Do this: Rewrite the listing from its first line through the line containing "0,506 -> 320,564", swapping "shrub" for "bush" and keeping everything else the same. Omit the pictures.

Excerpts from a detection dataset

%%

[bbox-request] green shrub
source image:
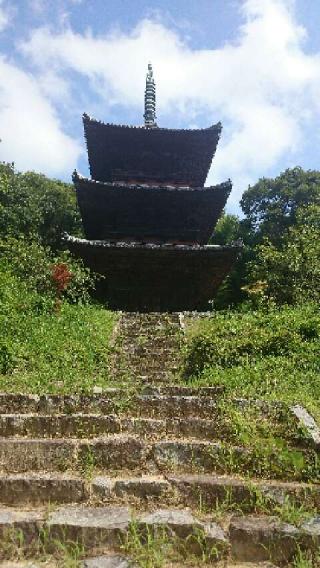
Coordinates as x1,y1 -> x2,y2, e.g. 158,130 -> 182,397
184,304 -> 320,416
0,163 -> 82,249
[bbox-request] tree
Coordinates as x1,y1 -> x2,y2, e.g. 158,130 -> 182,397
248,205 -> 320,304
210,213 -> 240,245
0,164 -> 81,249
240,167 -> 320,244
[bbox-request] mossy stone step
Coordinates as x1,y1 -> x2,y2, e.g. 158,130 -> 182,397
0,472 -> 320,512
0,506 -> 320,564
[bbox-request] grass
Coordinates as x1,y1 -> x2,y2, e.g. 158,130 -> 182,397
0,264 -> 117,394
183,304 -> 320,420
0,528 -> 85,568
122,522 -> 221,568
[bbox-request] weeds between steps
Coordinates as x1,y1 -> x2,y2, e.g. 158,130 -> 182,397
291,548 -> 320,568
121,521 -> 219,568
0,528 -> 85,568
197,484 -> 318,527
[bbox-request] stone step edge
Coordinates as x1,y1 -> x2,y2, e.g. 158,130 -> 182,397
0,474 -> 320,509
0,434 -> 316,477
0,506 -> 320,563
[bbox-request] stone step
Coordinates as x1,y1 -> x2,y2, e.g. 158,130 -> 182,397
0,434 -> 315,480
0,473 -> 320,513
229,515 -> 320,564
0,414 -> 228,440
0,506 -> 230,566
0,387 -> 225,418
0,505 -> 320,566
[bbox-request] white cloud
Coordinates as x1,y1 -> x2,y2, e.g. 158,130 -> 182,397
0,0 -> 10,32
10,0 -> 320,202
0,57 -> 81,176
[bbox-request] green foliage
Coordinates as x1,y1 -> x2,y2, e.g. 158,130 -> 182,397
0,240 -> 115,392
212,167 -> 320,309
248,205 -> 320,304
0,237 -> 95,303
0,163 -> 81,249
210,213 -> 240,245
184,304 -> 320,416
240,167 -> 320,243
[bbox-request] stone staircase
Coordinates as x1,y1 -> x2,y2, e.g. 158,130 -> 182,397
0,314 -> 320,568
113,312 -> 182,384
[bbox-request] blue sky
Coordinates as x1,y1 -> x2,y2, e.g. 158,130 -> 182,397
0,0 -> 320,212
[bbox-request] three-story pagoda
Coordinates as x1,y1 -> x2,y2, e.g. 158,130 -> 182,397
67,64 -> 239,311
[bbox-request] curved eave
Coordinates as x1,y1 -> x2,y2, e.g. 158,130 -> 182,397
72,170 -> 232,196
63,233 -> 243,254
82,112 -> 222,134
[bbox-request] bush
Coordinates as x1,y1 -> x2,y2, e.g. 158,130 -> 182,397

%%

Solution to this task:
[bbox-request] green bush
source image:
Coordinates as x1,y1 -> x2,y2, e.g. 158,130 -> 182,397
184,304 -> 320,416
0,163 -> 82,249
[bbox-request] tree
Coordinates as x1,y1 -> x2,y2, e.g. 158,130 -> 182,397
248,205 -> 320,304
210,213 -> 240,245
0,164 -> 81,249
240,167 -> 320,244
[bbox-request] mossy stone step
Coordinates as x1,y1 -> x2,y2, e.g. 158,130 -> 182,397
0,472 -> 320,512
0,506 -> 320,564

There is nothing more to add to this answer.